===== Records shown

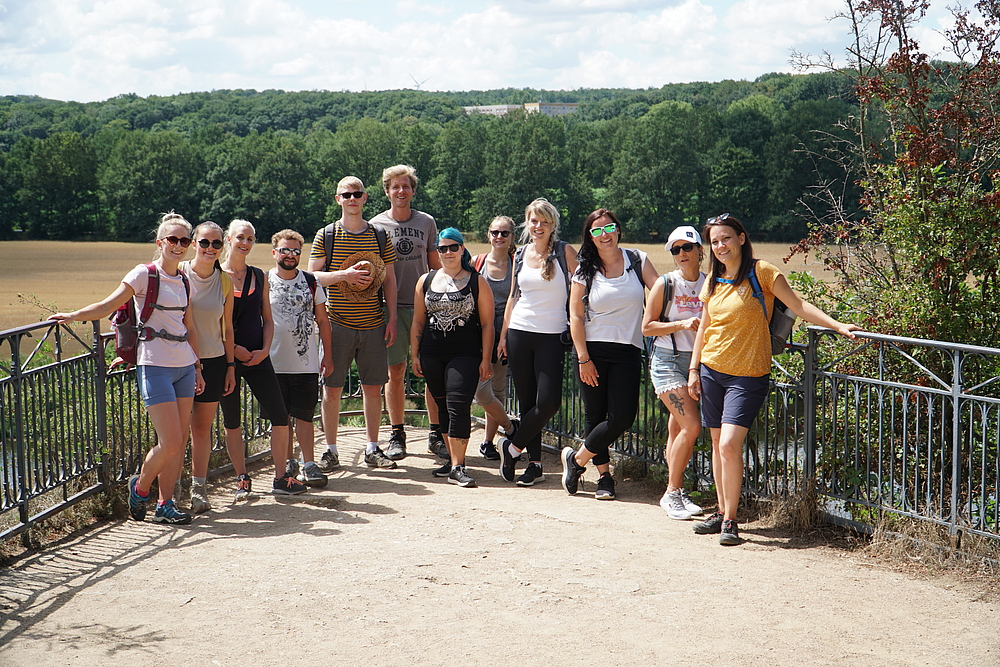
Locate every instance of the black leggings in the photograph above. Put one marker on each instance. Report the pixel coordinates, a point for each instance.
(264, 385)
(536, 367)
(452, 382)
(611, 406)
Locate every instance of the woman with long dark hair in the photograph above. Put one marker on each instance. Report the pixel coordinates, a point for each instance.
(731, 362)
(606, 304)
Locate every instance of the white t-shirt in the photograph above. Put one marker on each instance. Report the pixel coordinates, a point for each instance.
(295, 344)
(160, 351)
(684, 305)
(541, 308)
(616, 305)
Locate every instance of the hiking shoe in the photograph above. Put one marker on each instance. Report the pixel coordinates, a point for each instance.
(605, 487)
(436, 446)
(242, 487)
(396, 449)
(329, 461)
(489, 451)
(378, 459)
(507, 461)
(571, 471)
(168, 513)
(136, 503)
(712, 524)
(287, 486)
(730, 534)
(311, 475)
(531, 475)
(199, 499)
(460, 477)
(673, 502)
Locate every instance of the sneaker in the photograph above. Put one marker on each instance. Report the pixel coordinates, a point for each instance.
(730, 534)
(136, 503)
(531, 475)
(507, 461)
(168, 513)
(605, 487)
(243, 487)
(311, 475)
(396, 449)
(712, 524)
(460, 477)
(690, 505)
(287, 486)
(199, 499)
(378, 459)
(329, 461)
(436, 446)
(673, 502)
(489, 451)
(571, 471)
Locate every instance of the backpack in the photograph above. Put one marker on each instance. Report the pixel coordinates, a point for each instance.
(130, 330)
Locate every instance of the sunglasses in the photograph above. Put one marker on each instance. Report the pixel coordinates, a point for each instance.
(609, 228)
(687, 247)
(174, 240)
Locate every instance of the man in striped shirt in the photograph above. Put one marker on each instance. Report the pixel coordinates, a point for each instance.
(360, 330)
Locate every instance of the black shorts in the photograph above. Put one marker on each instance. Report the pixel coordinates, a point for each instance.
(301, 394)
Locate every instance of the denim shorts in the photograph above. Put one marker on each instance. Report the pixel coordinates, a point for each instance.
(165, 384)
(668, 371)
(731, 399)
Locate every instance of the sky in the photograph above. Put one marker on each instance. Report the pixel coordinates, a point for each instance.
(94, 50)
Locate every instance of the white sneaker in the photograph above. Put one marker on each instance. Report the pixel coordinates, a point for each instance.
(674, 504)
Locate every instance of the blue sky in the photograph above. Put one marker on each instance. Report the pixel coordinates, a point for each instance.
(94, 50)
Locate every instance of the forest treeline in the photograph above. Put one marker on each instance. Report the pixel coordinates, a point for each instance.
(657, 157)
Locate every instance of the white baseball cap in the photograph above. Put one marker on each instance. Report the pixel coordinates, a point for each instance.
(685, 233)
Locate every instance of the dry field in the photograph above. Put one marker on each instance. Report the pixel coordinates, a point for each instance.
(68, 275)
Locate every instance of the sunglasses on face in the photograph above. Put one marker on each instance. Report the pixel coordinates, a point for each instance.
(687, 247)
(609, 228)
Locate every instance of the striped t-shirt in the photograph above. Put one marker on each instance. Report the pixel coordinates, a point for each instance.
(360, 315)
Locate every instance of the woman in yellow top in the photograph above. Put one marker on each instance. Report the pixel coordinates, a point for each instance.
(731, 361)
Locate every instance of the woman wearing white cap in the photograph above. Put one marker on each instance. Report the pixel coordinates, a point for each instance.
(673, 313)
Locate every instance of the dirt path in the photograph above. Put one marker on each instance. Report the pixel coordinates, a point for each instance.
(399, 568)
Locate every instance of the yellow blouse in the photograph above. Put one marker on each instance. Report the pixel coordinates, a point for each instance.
(737, 338)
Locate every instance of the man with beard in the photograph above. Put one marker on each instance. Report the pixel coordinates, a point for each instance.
(297, 307)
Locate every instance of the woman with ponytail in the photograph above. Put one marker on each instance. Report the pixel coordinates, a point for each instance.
(451, 341)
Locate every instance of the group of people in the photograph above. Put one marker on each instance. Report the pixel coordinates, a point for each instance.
(379, 293)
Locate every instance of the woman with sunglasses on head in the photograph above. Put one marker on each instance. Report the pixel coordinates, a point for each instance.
(673, 314)
(605, 305)
(497, 267)
(731, 361)
(253, 329)
(212, 311)
(451, 341)
(167, 368)
(535, 321)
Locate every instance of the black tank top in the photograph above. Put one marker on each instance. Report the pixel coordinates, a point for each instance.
(452, 328)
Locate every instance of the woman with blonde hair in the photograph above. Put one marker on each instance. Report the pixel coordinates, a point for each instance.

==========

** What this task involves **
Repeat each line of the records above exactly, but do not copy the pictures.

** Task solution **
Locate every instance of the black leggings in the photograph above. Put one marker on each instance. Report the pixel coordinates, a point for each instance.
(264, 385)
(536, 367)
(452, 382)
(611, 406)
Locate every instance of the woman with long dark hair in the photograph above. Put one marker on each instance. Report the pixel coordinates, a point for each instance.
(731, 362)
(606, 304)
Locate every instance of the white t-shirt in the photograph above. Put one marker on each instance. Report the pixel coordinates, a point for each instance.
(295, 344)
(160, 351)
(684, 305)
(541, 308)
(616, 305)
Locate every instance of the hiking shoe in the photograph above. Put one marker on each instance. Report the pixel coordinates, a point for each instance.
(605, 487)
(436, 446)
(242, 487)
(396, 449)
(329, 461)
(489, 451)
(378, 459)
(507, 461)
(571, 471)
(168, 513)
(136, 503)
(712, 524)
(287, 486)
(730, 534)
(311, 475)
(531, 475)
(199, 499)
(460, 477)
(673, 502)
Locate every instance of the sneaker in the photograph above. Put one marker on each instance. Report the pixel coordinates, a point for each instance.
(730, 534)
(136, 503)
(531, 475)
(507, 461)
(168, 513)
(605, 487)
(243, 487)
(311, 475)
(396, 449)
(712, 524)
(460, 477)
(690, 505)
(287, 486)
(199, 499)
(378, 459)
(329, 461)
(436, 446)
(673, 502)
(489, 451)
(571, 471)
Locate every instance of the backpack in the photograph above. Put one marker on each instance. Report the pixel coordinates, a point for each instance.
(130, 330)
Locate every instance of the sunglasses in the photograph above. Put one marker on each instance. Report the pixel coordinates, a point for each instance.
(609, 228)
(687, 247)
(174, 240)
Locate every instance of the man in striped shirt in the photograph above. Put one marker on each instance. Report the pixel coordinates, a point for each instance.
(360, 330)
Locate every instance of the black shorts in the photograph above. Put one marker on each instance. Report the pixel coordinates, a point for each instance.
(301, 394)
Locate every instance of the denim shorts in the photograph above. Put one marker on each instance. Report the pixel coordinates, a point for each instance.
(165, 384)
(668, 371)
(731, 399)
Locate every instance of the sky in the photograph above. Put one marker on each instance. Report the pixel coordinates, a point for each instance.
(94, 50)
Locate every instance of the white sneaker in the photograph above. Put one marker on each instance. Report the pixel coordinates, a point for each instance.
(674, 504)
Locate every instance of the blue sky in the photograph above. Put one marker on each instance. Report the pixel coordinates, a point for each instance.
(94, 50)
Locate every instance of the forest treeline in the photograph above. Put one marker on each instance. Report the pixel coordinates, a point for each instance.
(657, 157)
Locate every instance of the white baseball cap in the photograph above. Put one marker on each instance. Report the pixel coordinates, a point for each instance.
(685, 233)
Locate every instance of the dry field in the photograph above. Put one marker on each instance. Report the pixel coordinates, a point for each instance.
(68, 275)
Locate every instance of the sunglasses on face in the photograph above. Put one marker on each instance. Report the pixel coordinates, a point for each instance.
(687, 247)
(609, 228)
Locate every instance of the striped t-shirt in the photograph above. Put one marker on each instance. Report the pixel coordinates, a point for each instance.
(360, 315)
Locate every instance of the woman in yellow top in the photograph above. Put one marker on each instance. Report the pixel coordinates, a point for each instance.
(731, 361)
Locate every instance of the woman wearing white cap in the photograph above. Put one marker on each instance. Report the pixel coordinates, a point for each instance.
(673, 313)
Locate every instance of the dirt path in the photograph above. Put one marker on each instance. Report the pixel coordinates, a point for each instance.
(399, 568)
Locate every instance of the yellow blouse in the photograph above. Put one marker on each instance. Report the pixel coordinates, a point for each instance.
(737, 338)
Locate every instance of the man with beard in the photograph above. Put one marker on each instance. Report the pixel coordinates, a point for each instance.
(297, 307)
Locate every instance of the woman with ponytail in the photograph above. Put one marker on each instance. Report the pixel coordinates, a point for each instance.
(451, 341)
Locate every instance of the group of people in the photograph above. Put one marker on each instance. Report the pixel coordinates, a point for each instance.
(379, 293)
Locate every instance of the woman with sunglasses on head in the photograph above. Put one marker on each instance. Report the pixel coordinates, a point for each instance.
(673, 314)
(605, 305)
(497, 267)
(731, 361)
(253, 329)
(212, 311)
(451, 341)
(167, 368)
(535, 321)
Locate every instance of the black tank top in the photograph above. Put one marker on each instance. Report the pixel coordinates, a point for each instance.
(452, 328)
Locate every instance of the woman with blonde hair in the photograph above. Put one marker on each instance. Report the pixel coordinates, a point for each instance.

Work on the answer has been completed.